Scan the data for "photo" and copy each matching line.

Segment Open

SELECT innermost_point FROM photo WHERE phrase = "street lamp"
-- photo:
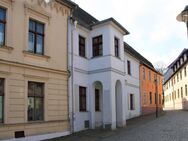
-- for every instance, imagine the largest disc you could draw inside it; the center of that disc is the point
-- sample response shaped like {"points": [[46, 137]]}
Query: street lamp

Segment Closed

→ **Response**
SELECT innermost_point FROM photo WHERE phrase = "street lamp"
-- photo:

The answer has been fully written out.